• **Requirement**
Can you write out every line of the listing again, from the line containing "Pick out the door frame." through the end of the listing, with each bounding box coordinate raised by 129?

* * * * *

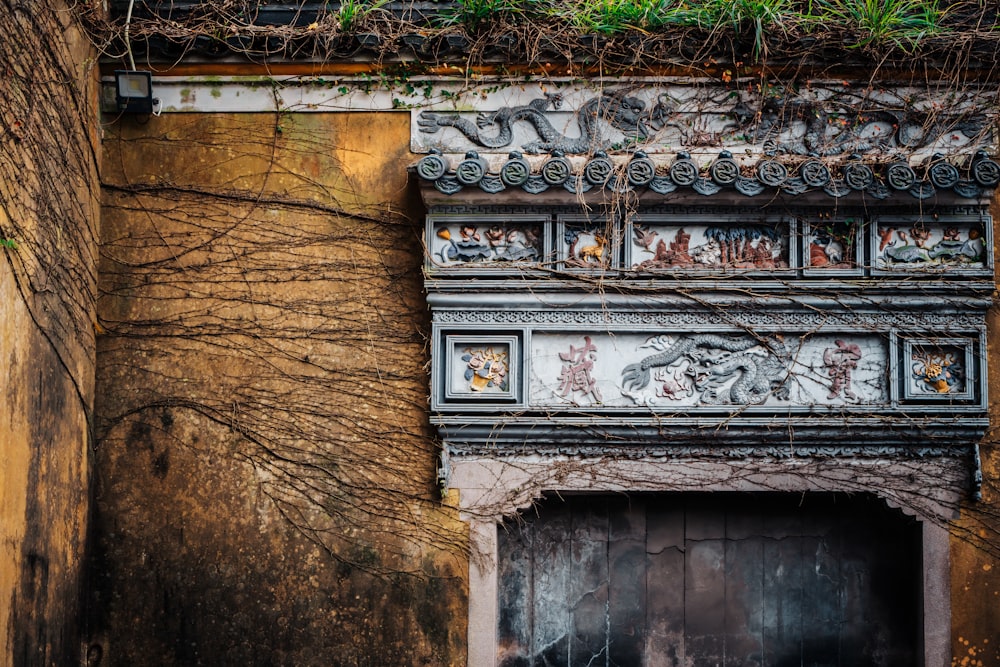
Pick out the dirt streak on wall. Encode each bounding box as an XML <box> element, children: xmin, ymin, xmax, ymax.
<box><xmin>92</xmin><ymin>113</ymin><xmax>467</xmax><ymax>665</ymax></box>
<box><xmin>0</xmin><ymin>0</ymin><xmax>99</xmax><ymax>665</ymax></box>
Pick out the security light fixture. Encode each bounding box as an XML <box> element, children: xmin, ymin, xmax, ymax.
<box><xmin>115</xmin><ymin>70</ymin><xmax>155</xmax><ymax>113</ymax></box>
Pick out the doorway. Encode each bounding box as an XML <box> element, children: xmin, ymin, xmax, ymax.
<box><xmin>497</xmin><ymin>492</ymin><xmax>923</xmax><ymax>667</ymax></box>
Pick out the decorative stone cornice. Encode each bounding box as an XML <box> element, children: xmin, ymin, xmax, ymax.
<box><xmin>411</xmin><ymin>81</ymin><xmax>1000</xmax><ymax>202</ymax></box>
<box><xmin>413</xmin><ymin>150</ymin><xmax>1000</xmax><ymax>203</ymax></box>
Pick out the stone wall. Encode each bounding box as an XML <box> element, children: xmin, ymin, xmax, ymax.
<box><xmin>91</xmin><ymin>114</ymin><xmax>467</xmax><ymax>665</ymax></box>
<box><xmin>0</xmin><ymin>2</ymin><xmax>99</xmax><ymax>665</ymax></box>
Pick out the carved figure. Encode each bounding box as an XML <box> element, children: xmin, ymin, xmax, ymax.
<box><xmin>823</xmin><ymin>340</ymin><xmax>861</xmax><ymax>399</ymax></box>
<box><xmin>577</xmin><ymin>233</ymin><xmax>608</xmax><ymax>264</ymax></box>
<box><xmin>437</xmin><ymin>227</ymin><xmax>493</xmax><ymax>263</ymax></box>
<box><xmin>878</xmin><ymin>227</ymin><xmax>896</xmax><ymax>252</ymax></box>
<box><xmin>653</xmin><ymin>370</ymin><xmax>694</xmax><ymax>401</ymax></box>
<box><xmin>913</xmin><ymin>351</ymin><xmax>963</xmax><ymax>394</ymax></box>
<box><xmin>691</xmin><ymin>239</ymin><xmax>722</xmax><ymax>266</ymax></box>
<box><xmin>417</xmin><ymin>92</ymin><xmax>648</xmax><ymax>154</ymax></box>
<box><xmin>927</xmin><ymin>227</ymin><xmax>986</xmax><ymax>262</ymax></box>
<box><xmin>462</xmin><ymin>347</ymin><xmax>508</xmax><ymax>392</ymax></box>
<box><xmin>564</xmin><ymin>229</ymin><xmax>608</xmax><ymax>267</ymax></box>
<box><xmin>632</xmin><ymin>225</ymin><xmax>656</xmax><ymax>252</ymax></box>
<box><xmin>882</xmin><ymin>230</ymin><xmax>931</xmax><ymax>264</ymax></box>
<box><xmin>485</xmin><ymin>225</ymin><xmax>505</xmax><ymax>248</ymax></box>
<box><xmin>559</xmin><ymin>336</ymin><xmax>602</xmax><ymax>403</ymax></box>
<box><xmin>910</xmin><ymin>227</ymin><xmax>932</xmax><ymax>248</ymax></box>
<box><xmin>622</xmin><ymin>334</ymin><xmax>789</xmax><ymax>405</ymax></box>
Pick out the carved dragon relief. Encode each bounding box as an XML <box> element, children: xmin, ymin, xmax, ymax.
<box><xmin>417</xmin><ymin>93</ymin><xmax>648</xmax><ymax>154</ymax></box>
<box><xmin>417</xmin><ymin>89</ymin><xmax>993</xmax><ymax>157</ymax></box>
<box><xmin>622</xmin><ymin>334</ymin><xmax>789</xmax><ymax>405</ymax></box>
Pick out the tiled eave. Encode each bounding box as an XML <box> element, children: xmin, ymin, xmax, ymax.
<box><xmin>411</xmin><ymin>151</ymin><xmax>1000</xmax><ymax>204</ymax></box>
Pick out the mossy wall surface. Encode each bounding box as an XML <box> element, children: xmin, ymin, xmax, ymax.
<box><xmin>0</xmin><ymin>1</ymin><xmax>100</xmax><ymax>666</ymax></box>
<box><xmin>90</xmin><ymin>104</ymin><xmax>1000</xmax><ymax>665</ymax></box>
<box><xmin>91</xmin><ymin>113</ymin><xmax>467</xmax><ymax>665</ymax></box>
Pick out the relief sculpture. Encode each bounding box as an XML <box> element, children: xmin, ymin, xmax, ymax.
<box><xmin>912</xmin><ymin>350</ymin><xmax>964</xmax><ymax>394</ymax></box>
<box><xmin>823</xmin><ymin>340</ymin><xmax>861</xmax><ymax>399</ymax></box>
<box><xmin>632</xmin><ymin>224</ymin><xmax>788</xmax><ymax>271</ymax></box>
<box><xmin>622</xmin><ymin>334</ymin><xmax>789</xmax><ymax>405</ymax></box>
<box><xmin>432</xmin><ymin>224</ymin><xmax>542</xmax><ymax>264</ymax></box>
<box><xmin>462</xmin><ymin>347</ymin><xmax>510</xmax><ymax>392</ymax></box>
<box><xmin>417</xmin><ymin>93</ymin><xmax>648</xmax><ymax>155</ymax></box>
<box><xmin>877</xmin><ymin>224</ymin><xmax>986</xmax><ymax>269</ymax></box>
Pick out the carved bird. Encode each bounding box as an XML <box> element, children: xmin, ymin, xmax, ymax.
<box><xmin>632</xmin><ymin>225</ymin><xmax>656</xmax><ymax>254</ymax></box>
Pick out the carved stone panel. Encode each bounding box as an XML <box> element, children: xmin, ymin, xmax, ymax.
<box><xmin>802</xmin><ymin>216</ymin><xmax>865</xmax><ymax>277</ymax></box>
<box><xmin>427</xmin><ymin>215</ymin><xmax>550</xmax><ymax>272</ymax></box>
<box><xmin>900</xmin><ymin>338</ymin><xmax>981</xmax><ymax>403</ymax></box>
<box><xmin>556</xmin><ymin>215</ymin><xmax>621</xmax><ymax>271</ymax></box>
<box><xmin>626</xmin><ymin>215</ymin><xmax>792</xmax><ymax>273</ymax></box>
<box><xmin>528</xmin><ymin>332</ymin><xmax>890</xmax><ymax>411</ymax></box>
<box><xmin>872</xmin><ymin>216</ymin><xmax>993</xmax><ymax>276</ymax></box>
<box><xmin>435</xmin><ymin>333</ymin><xmax>522</xmax><ymax>409</ymax></box>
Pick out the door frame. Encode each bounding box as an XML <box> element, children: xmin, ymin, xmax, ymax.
<box><xmin>446</xmin><ymin>448</ymin><xmax>968</xmax><ymax>667</ymax></box>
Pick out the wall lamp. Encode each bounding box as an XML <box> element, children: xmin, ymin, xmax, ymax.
<box><xmin>115</xmin><ymin>70</ymin><xmax>159</xmax><ymax>113</ymax></box>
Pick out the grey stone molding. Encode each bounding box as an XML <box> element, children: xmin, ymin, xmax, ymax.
<box><xmin>425</xmin><ymin>202</ymin><xmax>994</xmax><ymax>458</ymax></box>
<box><xmin>412</xmin><ymin>148</ymin><xmax>1000</xmax><ymax>202</ymax></box>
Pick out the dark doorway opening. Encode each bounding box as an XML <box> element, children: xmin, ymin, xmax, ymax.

* * * * *

• **Answer for the task**
Pick out the door frame. Encode each bounding box as an XML <box> element, children: xmin, ymin, xmax, ymax.
<box><xmin>575</xmin><ymin>577</ymin><xmax>1097</xmax><ymax>796</ymax></box>
Pick out the wall lamp. Encode each bounding box as an XML <box> element, children: xmin, ymin, xmax, ymax.
<box><xmin>244</xmin><ymin>199</ymin><xmax>288</xmax><ymax>242</ymax></box>
Pick out the grey stone molding. Encode each bounding box as an XML <box> element, children: xmin, ymin, xmax, ymax.
<box><xmin>554</xmin><ymin>331</ymin><xmax>1123</xmax><ymax>587</ymax></box>
<box><xmin>541</xmin><ymin>277</ymin><xmax>1129</xmax><ymax>331</ymax></box>
Pick out the dark doorway opening. Encode each bounding box as an XML <box> element, children: xmin, ymin, xmax, ymax.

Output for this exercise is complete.